■ Task brief ■
Count the lines in the listing below that contain the string "flower", and give only the number.

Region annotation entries
· · · ·
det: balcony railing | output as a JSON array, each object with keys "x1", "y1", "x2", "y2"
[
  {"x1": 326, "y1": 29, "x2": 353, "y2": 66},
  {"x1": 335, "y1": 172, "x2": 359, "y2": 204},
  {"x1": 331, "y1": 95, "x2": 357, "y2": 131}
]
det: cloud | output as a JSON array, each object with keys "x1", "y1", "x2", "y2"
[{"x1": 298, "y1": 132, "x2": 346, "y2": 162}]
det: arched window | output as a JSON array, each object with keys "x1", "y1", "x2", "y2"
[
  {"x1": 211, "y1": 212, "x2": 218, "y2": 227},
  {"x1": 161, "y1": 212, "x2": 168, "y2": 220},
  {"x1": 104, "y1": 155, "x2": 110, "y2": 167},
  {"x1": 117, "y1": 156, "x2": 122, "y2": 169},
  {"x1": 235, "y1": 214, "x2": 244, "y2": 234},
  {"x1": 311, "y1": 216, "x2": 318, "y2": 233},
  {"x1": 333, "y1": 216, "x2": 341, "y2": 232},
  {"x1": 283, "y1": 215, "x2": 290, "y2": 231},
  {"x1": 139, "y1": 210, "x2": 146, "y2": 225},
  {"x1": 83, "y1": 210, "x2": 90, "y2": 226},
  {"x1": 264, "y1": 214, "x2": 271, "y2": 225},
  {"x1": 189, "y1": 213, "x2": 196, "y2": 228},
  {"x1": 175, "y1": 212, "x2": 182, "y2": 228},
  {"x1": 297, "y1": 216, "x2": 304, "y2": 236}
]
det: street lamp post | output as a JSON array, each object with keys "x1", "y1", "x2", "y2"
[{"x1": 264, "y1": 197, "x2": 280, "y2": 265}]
· · · ·
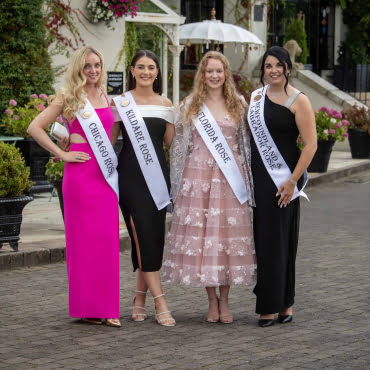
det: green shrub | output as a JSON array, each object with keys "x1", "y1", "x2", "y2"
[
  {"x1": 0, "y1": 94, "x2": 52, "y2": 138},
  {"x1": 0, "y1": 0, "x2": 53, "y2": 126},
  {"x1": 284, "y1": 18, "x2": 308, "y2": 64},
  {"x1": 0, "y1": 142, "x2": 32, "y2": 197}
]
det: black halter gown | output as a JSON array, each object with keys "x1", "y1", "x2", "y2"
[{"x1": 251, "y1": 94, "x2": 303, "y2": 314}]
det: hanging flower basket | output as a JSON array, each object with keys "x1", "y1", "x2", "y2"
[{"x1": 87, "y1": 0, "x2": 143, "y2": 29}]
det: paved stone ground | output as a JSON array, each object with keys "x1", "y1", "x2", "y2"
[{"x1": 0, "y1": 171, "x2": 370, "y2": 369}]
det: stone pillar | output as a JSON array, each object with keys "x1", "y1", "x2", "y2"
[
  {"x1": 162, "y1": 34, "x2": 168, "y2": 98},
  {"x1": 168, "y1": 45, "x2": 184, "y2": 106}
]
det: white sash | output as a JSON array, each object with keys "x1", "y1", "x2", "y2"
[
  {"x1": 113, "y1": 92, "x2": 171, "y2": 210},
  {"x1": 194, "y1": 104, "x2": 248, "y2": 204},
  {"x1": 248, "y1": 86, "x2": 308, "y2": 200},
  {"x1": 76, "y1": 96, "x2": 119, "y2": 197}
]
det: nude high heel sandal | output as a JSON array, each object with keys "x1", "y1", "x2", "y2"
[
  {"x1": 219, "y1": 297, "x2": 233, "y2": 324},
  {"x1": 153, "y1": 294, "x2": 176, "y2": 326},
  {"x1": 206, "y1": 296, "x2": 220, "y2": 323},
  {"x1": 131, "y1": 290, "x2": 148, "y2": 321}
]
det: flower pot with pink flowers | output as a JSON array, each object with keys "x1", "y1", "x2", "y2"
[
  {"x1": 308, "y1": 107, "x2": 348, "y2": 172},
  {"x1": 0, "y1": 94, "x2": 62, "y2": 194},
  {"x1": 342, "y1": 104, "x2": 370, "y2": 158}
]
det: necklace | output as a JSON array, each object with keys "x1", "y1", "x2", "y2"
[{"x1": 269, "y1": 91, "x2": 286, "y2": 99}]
· · · ·
■ The reply ■
2